Objective ▸ Copy out the line containing "Locate every instance of the gabled" and each line after it, through the last one in the material, exactly as written.

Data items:
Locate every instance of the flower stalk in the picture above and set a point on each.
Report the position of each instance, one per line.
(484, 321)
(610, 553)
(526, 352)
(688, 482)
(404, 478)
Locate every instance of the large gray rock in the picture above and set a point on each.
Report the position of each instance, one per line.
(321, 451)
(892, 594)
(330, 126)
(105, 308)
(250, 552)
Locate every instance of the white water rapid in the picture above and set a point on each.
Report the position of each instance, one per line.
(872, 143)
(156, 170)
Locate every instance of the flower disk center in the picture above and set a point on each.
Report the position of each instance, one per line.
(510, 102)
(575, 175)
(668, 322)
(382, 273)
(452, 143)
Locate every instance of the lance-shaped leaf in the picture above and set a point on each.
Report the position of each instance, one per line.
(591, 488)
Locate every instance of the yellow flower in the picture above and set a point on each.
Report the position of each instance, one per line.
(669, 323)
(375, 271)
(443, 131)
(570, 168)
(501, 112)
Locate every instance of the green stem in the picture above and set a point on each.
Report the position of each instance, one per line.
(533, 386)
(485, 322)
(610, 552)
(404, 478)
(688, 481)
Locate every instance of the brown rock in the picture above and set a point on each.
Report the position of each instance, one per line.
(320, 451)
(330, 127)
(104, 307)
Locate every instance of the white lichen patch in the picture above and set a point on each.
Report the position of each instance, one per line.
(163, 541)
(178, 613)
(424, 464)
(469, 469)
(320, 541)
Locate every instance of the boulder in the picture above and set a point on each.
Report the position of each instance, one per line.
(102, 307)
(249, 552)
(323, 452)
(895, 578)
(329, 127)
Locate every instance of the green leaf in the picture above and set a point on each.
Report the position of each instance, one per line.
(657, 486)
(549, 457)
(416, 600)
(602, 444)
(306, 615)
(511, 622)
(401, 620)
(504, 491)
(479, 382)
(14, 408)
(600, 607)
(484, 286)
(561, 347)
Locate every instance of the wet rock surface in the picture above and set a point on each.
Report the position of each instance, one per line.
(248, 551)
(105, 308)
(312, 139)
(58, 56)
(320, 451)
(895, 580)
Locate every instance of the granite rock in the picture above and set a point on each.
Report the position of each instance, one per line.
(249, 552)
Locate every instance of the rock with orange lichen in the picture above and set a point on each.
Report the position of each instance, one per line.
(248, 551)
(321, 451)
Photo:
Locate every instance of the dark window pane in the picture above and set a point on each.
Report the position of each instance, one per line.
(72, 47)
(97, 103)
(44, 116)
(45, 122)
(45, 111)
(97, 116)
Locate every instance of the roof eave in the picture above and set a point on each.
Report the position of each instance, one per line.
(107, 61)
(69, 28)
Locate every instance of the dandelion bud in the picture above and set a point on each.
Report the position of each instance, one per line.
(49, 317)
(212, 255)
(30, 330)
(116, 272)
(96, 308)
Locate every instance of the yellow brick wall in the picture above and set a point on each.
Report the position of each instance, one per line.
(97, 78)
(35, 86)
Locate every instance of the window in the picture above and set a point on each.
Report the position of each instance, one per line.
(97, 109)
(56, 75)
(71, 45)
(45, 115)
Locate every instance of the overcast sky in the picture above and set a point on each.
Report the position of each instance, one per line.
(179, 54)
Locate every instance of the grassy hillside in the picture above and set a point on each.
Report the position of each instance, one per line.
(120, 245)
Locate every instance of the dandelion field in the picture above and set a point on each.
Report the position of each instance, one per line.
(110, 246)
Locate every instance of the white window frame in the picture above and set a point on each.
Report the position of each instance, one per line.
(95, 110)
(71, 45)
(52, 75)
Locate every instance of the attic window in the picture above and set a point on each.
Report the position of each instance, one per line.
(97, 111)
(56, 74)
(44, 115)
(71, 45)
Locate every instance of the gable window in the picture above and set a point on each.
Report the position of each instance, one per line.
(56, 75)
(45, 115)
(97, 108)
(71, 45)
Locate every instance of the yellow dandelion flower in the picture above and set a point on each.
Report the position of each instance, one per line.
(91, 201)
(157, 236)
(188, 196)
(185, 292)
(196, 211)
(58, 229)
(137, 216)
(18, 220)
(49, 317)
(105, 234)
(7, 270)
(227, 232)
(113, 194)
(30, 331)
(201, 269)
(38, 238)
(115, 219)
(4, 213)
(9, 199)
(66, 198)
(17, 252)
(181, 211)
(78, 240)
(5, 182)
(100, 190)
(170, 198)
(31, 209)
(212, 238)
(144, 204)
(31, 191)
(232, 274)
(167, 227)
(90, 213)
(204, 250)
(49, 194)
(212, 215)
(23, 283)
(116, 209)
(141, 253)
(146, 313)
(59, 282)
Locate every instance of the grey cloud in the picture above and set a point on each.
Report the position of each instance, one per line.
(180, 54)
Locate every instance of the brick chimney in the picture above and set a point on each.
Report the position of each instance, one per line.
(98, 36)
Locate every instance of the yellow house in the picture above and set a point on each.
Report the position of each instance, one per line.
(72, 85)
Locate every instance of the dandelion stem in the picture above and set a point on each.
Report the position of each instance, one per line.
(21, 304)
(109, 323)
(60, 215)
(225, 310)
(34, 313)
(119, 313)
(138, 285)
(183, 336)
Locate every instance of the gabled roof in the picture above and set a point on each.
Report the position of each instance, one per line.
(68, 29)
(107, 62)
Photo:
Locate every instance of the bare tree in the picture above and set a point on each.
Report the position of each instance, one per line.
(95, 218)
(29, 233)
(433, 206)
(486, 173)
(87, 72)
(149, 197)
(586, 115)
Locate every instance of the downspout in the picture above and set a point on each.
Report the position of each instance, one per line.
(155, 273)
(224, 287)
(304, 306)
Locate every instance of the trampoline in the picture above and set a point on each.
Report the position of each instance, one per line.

Output for this task ▸
Locate every instance of the gabled roof in the picture above and set a point on each.
Report the position of each instance, one per line.
(68, 29)
(107, 62)
Photo:
Locate every instance of the bare tree in the picture above and set a point on each.
Report the position of each instance, one per line.
(95, 218)
(29, 233)
(433, 206)
(486, 173)
(87, 72)
(149, 197)
(586, 115)
Locate every instance of the downspout in the picture above and set a point on each.
Report the position of each instance, one per line.
(155, 273)
(224, 287)
(304, 306)
Locate every instance of the trampoline in the picture above and set a point on each.
Report the position of each instance, one per line.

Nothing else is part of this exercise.